Professor Malcolm Stevens: In the 1970s I was in my physical and mental prime. I was a senior academic at Aston University and was fortunate enough to have some very clever associates that gathered at that unfashionable university – Dr John Hickman, Andy Gescher, Mike Tisdale – and followed our own intuitions and instincts.

We didn’t have any particular idea where we were going – it was unfettered interesting research that eventually led to something very worthwhile. But we didn’t know what that ‘worthwhile’ was going to be when we gathered at Aston in the 1970s.

There was no particular moment in time when temozolomide was ‘discovered’ – there was work that I did as a PhD student, serving my apprenticeship, and my early days as a lecturer up in Edinburgh where we investigated the properties of molecules that were rich in nitrogen.

That was the secret of our ultimate success – making compounds with multiple nitrogen atoms. They tend to be rather easy to make, which is a good thing, and they have interesting properties from a chemical perspective, and from a biological perspective.

We realised when we’d made the family of compounds that eventually became temozolomide that they were likely to have some exciting biological properties. Up to that time, all the compounds we’d made were biologically inert, and it was only around that time – the early 1980s – when we were making interesting molecules.

And because of funding from The Cancer Research Campaign (CRC, as Cancer Research UK was then), we had the ability to test the compounds. We were able to do the synthetic chemistry, we were able to do the toxicology work, we were able to manufacture formulations of drug without any legalistic impediment to doing that.

When we discovered temozolomide, we weren’t supported by any major pharmaceutical companies, so the obvious place to go to was the CRC’s phase 1 committee. They didn’t have many potential drugs on their books at that time, so they decided to fund the clinical trials on temozolomide.

I don’t think there was ever a ‘eureka’ hats-in-the-air moment, but I guess one half expected that something was going to work. After all, we were scientists, we think that we’ve done our side of the bargain – the preclinical work – and why should we be surprised if something beneficial happens in the clinic?

Voiceover: Temozolomide is now used to treat many thousands of patients around the world with glioblastoma. But its development wouldn’t have been possible without Cancer Research UK, or our supporters.

One’s always conscious of the fact that, as somebody who ran a group funded by the CRC and then Cancer Research UK, that the money that you’re spending has been collected by people running whist drives and flag days out in every village in the country. So one is responsible for making sure that every penny you spend is wisely spent.

Work instructions ->
a – Answer these questions from the text on temozolomide's development:
(i) At which university was Stevens a senior academic in the 1970s?
(ii) What kind of molecules did he investigate as a lecturer in Edinburgh?
(iii) Which body decided to fund the clinical trials on temozolomide?
b – Reproduce word for word the part of the text on temozolomide's development that starts at the words "One’s always conscious" and stops after the words "is wisely spent.".

Available data ->

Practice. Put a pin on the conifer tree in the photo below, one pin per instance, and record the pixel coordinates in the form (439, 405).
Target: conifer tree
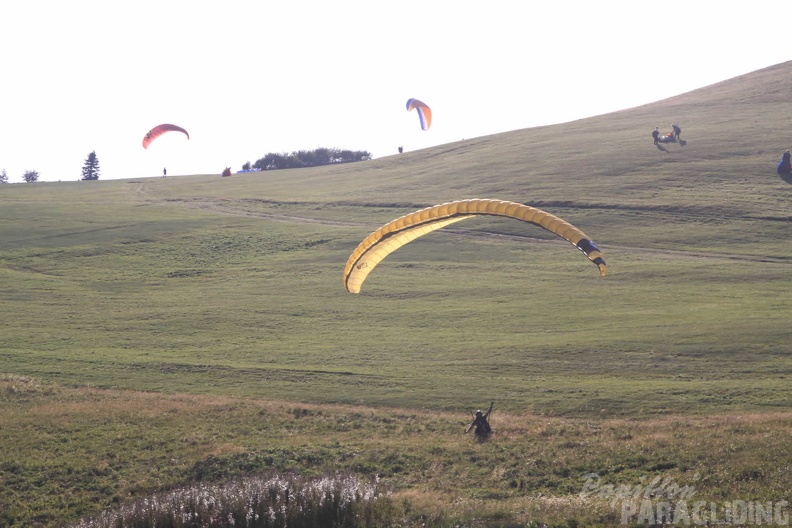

Solutions by task ->
a –
(i) Aston University
(ii) Molecules rich in nitrogen
(iii) The CRC's phase 1 committee

b –
One’s always conscious of the fact that, as somebody who ran a group funded by the CRC and then Cancer Research UK, that the money that you’re spending has been collected by people running whist drives and flag days out in every village in the country. So one is responsible for making sure that every penny you spend is wisely spent.